In one respect the Indian empire of England resembles the Roman empire. The latter comprised many and widely different countries and races, and so is it with the former. We are so accustomed to speak of India as if it constituted one country, and were inhabited by homogeneous people, that it is difficult to understand that not even in Europe are nations to be found more unlike to one another than in British India. In Hindostan and the Deccan there are ten different civilized nations, resembling each other no more than Danes resemble Italians, or Spaniards Poles. They differ in moral, physical, and intellectual conditions,—in modes of thought and in modes of life. This is one of the chief causes of England's supremacy, just as similar state of things not only promoted the conquests of Rome, but facilitated her rule after they had been made. The Emperors ruled over Syrians, Greeks, Egyptians, and other Eastern peoples, with ease, because they had little in common, and could not combine against their conquerors. They did the same in the West, because the inhabitants of that quarter, if left to themselves, would have passed their time in endless quarrels. The old world abounded in great cities, all of which owned the supremacy of Rome, from Gades to Thapsacus; and in modern India the most venerable places are compelled to bow before the upstart Calcutta.
┄┄┄┄┄┄┄┄┄┄┄┄┄┄┄┄┄┄┄┄
▸ GIVEN REQUEST
Answer these questions from the passage on British India:
(a) How many different civilized nations are there in Hindostan and the Deccan?
(b) What would the inhabitants of the West have done if left to themselves?
(c) Before which city must the most venerable places in modern India bow?
The listing that comes next has no connection to the passage on British India.

▸ SOURCE MATERIAL
┄┄┄┄┄┄┄┄┄┄┄┄┄┄┄┄┄┄┄┄
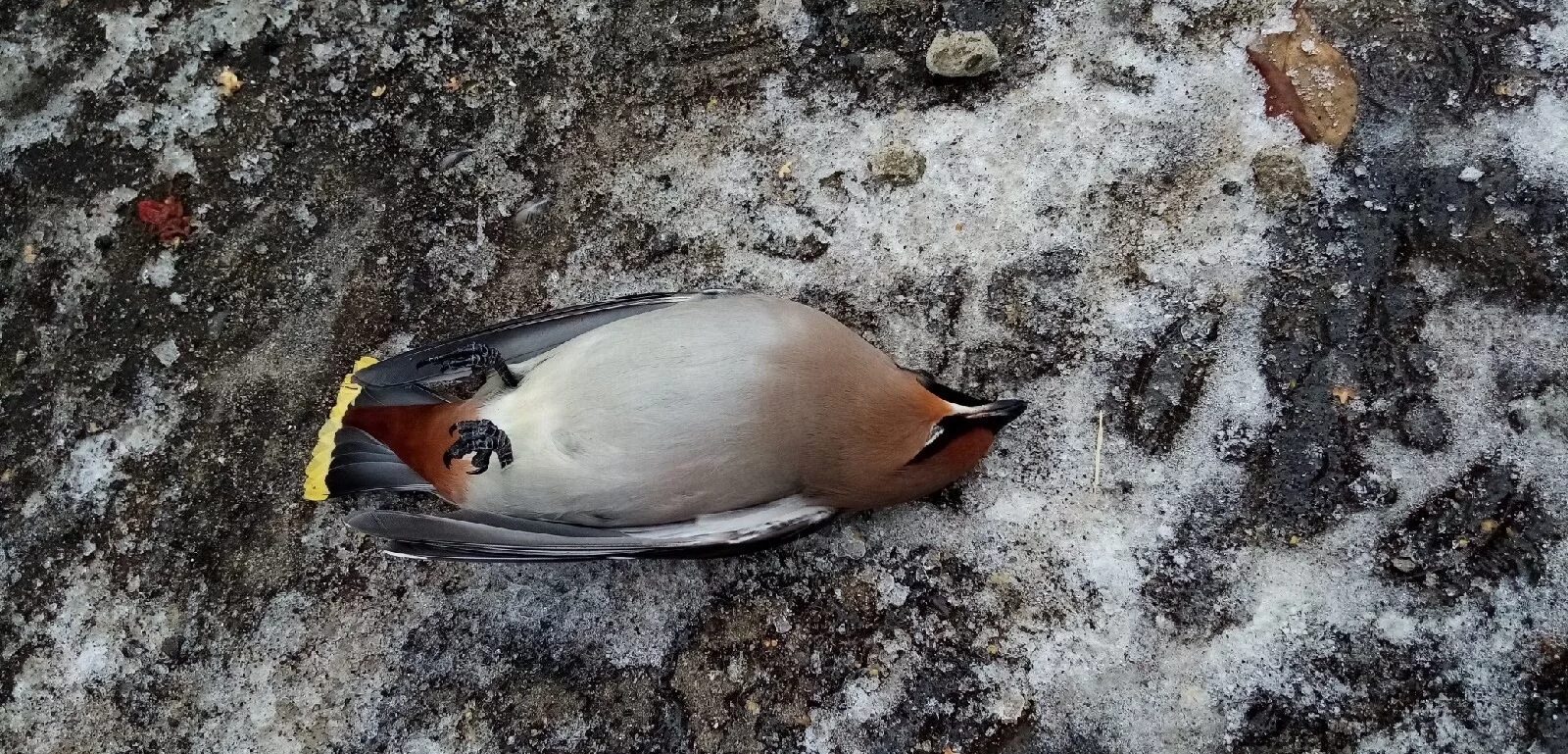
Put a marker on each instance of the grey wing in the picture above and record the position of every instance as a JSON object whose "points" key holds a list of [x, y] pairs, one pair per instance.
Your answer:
┄┄┄┄┄┄┄┄┄┄┄┄┄┄┄┄┄┄┄┄
▸ COMPLETED TASK
(a) Ten.
(b) They would have passed their time in endless quarrels.
(c) Calcutta.